_REQUIRED ACTIONS_:
[a] Set down, word for word, the stretch of the elder abuse article from "Firoz Jogiat had" through "the older woman.".
[b] Using the elder abuse article, explain in one to three sentences why Firoz Jogiat grew suspicious of the man who answered Marshall's door.
[c] Carry the elder abuse article forward from the point where it stops.

_DOCUMENT PASSAGE_:
┄┄┄┄┄┄

This is the Story of a Waking Nightmare

Social isolation is an abuser’s best accomplice. Last year CARP reported on Norma Marshall’s elder abuse case. The 94-year old lived alone and needed a little help with housekeeping. Besides, she thought it might be nice to have little company. She hired a woman that had been referred by a friend who had noted the number after having received a flyer advertising the housekeeper’s services. Norma Marshall’s housekeeper, Vera Nunes and her husband Luis Serpa Da Conceicao Santos eventually confined Marshall to a tiny bedroom. They moved their family into Ms. Marshall’s home and took over her bank accounts. Mrs. Marshall lost her life-savings and if it had not been for the vigilance of a pharmacy delivery-person, she might have lost her life as well.

Firoz Jogiat had delivered Marshall’s medicine to her home nearly every week for 10 years, and said he was surprised when a man he didn’t recognize answered the door one day. The man claimed he was a family member, but Jogiat said Marshall had told him that her only living relative was a nephew who lived in Montreal. The delivery man became suspicious of this so-called “family member”. The following week, he asked the man at the door if he could see Ms. Marshall.  Mr. Jogiat said he was led into a small bedroom where the housekeeper and her husband had confined the older woman.

┄┄┄┄┄┄

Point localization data
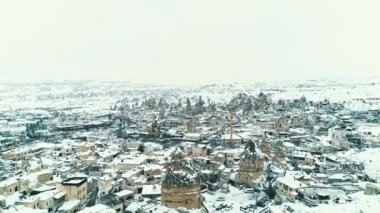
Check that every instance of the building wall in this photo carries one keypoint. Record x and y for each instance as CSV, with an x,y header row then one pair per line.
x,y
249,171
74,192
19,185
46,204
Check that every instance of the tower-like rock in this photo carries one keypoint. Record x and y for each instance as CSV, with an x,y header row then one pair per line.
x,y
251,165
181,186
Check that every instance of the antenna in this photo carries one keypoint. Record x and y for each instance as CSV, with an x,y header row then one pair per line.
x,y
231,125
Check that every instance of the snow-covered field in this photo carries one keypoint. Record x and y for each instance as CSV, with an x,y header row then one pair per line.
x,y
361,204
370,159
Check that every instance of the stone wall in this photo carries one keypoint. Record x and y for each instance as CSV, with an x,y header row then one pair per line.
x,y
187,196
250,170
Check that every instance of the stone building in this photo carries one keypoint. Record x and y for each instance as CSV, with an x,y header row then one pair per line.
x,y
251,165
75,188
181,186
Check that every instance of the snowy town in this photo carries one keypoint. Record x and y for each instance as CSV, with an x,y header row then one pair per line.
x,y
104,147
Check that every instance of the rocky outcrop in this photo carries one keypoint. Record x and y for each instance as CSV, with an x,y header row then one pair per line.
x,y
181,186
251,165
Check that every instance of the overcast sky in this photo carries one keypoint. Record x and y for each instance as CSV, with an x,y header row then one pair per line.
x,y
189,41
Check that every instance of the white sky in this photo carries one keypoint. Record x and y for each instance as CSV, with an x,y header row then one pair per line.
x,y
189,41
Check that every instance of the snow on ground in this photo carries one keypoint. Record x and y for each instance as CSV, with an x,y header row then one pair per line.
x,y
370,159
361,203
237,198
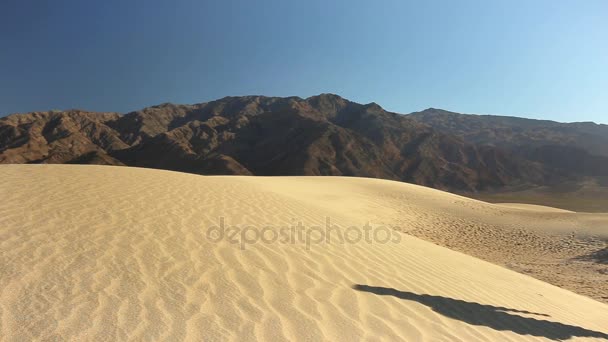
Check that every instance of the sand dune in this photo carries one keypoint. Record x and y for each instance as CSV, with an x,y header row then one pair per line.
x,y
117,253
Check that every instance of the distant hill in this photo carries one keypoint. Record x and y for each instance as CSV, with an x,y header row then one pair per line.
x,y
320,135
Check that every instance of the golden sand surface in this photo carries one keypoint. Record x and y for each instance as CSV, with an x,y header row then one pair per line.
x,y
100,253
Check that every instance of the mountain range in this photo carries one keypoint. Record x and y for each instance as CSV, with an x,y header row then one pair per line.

┄┄┄┄┄┄

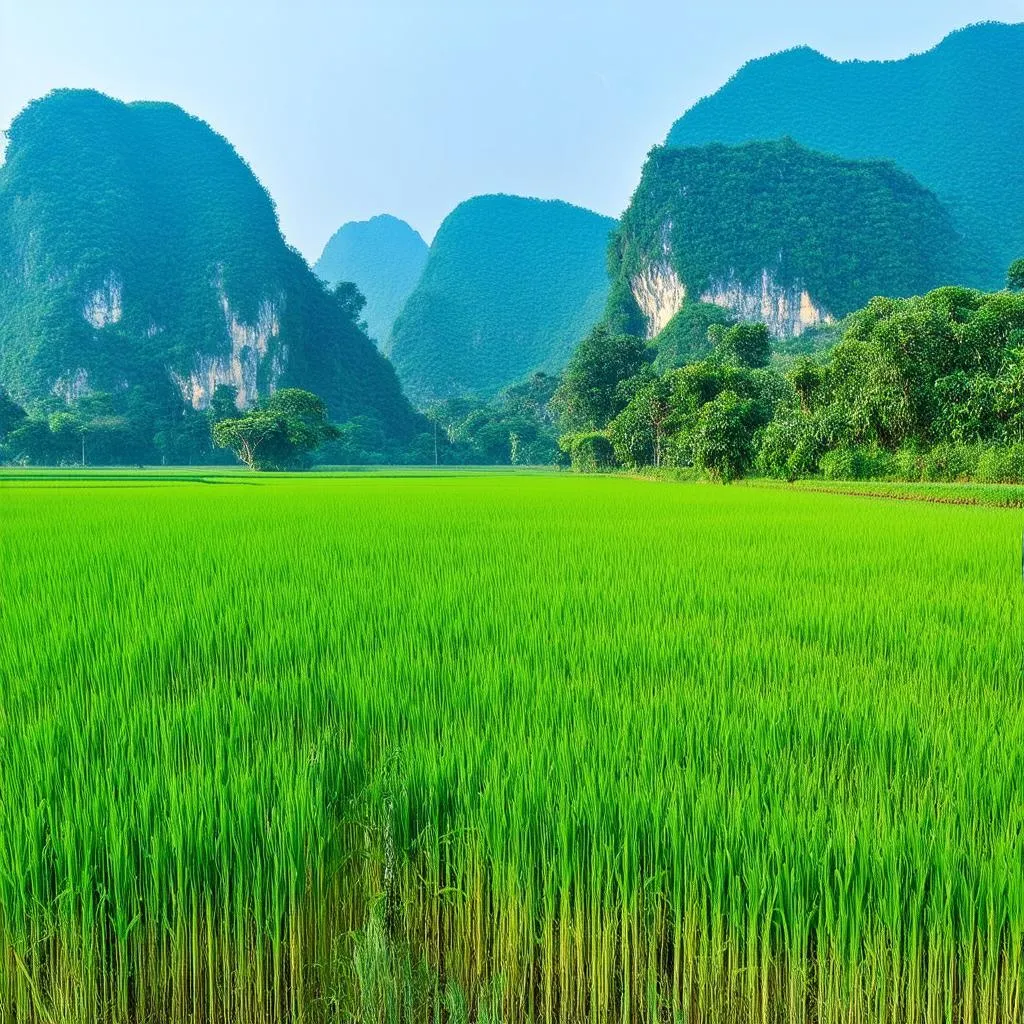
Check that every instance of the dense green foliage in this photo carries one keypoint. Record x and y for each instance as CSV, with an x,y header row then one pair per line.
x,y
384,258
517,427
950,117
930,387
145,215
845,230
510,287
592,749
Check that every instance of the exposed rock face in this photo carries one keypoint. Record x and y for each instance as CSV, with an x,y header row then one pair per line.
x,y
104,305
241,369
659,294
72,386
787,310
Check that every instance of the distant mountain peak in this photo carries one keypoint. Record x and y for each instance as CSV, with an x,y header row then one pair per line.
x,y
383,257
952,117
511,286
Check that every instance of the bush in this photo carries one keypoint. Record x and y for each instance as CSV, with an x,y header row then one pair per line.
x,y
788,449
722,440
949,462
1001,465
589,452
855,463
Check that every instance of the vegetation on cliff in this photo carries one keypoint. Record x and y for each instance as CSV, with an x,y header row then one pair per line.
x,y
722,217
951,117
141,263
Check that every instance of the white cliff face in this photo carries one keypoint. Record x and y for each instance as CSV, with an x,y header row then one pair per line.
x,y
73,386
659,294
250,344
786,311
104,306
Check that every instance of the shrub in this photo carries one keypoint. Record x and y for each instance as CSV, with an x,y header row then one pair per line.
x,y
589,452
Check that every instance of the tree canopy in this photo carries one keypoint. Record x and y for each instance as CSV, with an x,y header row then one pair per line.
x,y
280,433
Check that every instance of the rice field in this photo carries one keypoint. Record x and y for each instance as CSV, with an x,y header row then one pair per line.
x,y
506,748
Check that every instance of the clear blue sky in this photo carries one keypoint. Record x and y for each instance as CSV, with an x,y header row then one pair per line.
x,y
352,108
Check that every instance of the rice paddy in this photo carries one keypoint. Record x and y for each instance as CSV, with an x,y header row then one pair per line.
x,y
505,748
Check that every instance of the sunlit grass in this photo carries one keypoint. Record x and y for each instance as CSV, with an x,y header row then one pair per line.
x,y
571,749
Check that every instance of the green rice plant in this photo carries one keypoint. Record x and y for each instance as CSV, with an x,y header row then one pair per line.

┄┄┄┄┄┄

_ANSWERS TO THIS EXERCISE_:
[a]
Firoz Jogiat had delivered Marshall’s medicine to her home nearly every week for 10 years, and said he was surprised when a man he didn’t recognize answered the door one day. The man claimed he was a family member, but Jogiat said Marshall had told him that her only living relative was a nephew who lived in Montreal. The delivery man became suspicious of this so-called “family member”. The following week, he asked the man at the door if he could see Ms. Marshall.  Mr. Jogiat said he was led into a small bedroom where the housekeeper and her husband had confined the older woman.

[b] Jogiat had delivered Marshall's medicine nearly every week for 10 years and did not recognize the man who answered. The man claimed to be a family member, but Marshall had told Jogiat that her only living relative was a nephew who lived in Montreal.

[c]
When he returned to the pharmacy, he told pharmacist Selina Chan-Ying about the experience, saying that Marshall refused to look him in the eye when he tried to make conversation. “He felt that she was scared, so I thought, it’s time to do something,” Chan-Ying said, so she called police

The perpetrators, Vera Nunes and Luis Serpa Da Conceicao were charged with being unlawfully in a dwelling – a charge that only carries a six-month sentence. This seems a pittance when compared to the trauma and abuse they inflicted on Mrs. Marshall… And despite the fact that Mrs. Marshall is now safe from the two perpetrators her money was never recovered.   After the story appeared in the press she received donations form the public but at the end of the day, she felt that the loss of her life savings was not the worst part of the ordeal.

“The life savings is one thing, but what it does to you emotionally is worse,” Marshall said. “You can recover (financially). You don’t need a lot of money when you’re old, you just need your rent and some food, but you do need people around you.”

What would have become of Mrs. Marshall had it not been for the vigilance of the people who worked at her local pharmacy? The question is a terrifying one and unfortunately, it is one we must face.

The unfortunate truth is that even measures meant to accommodate older Canadians can often be exploited to nefarious ends. Take, for instance, the recent Veronika Piela case. The affair took place in Montreal and surprisingly; it received no play in the English national news and very little coverage even in the Quebec media.

The lack of coverage is appalling given the depth of the deception and the ease with which the perpetrators exploited the system to imprison and confine a 90-year old lady against her will. Their goal was to rob her of her $500, 000 life-savings, the legacy of a lifetime of careful savings.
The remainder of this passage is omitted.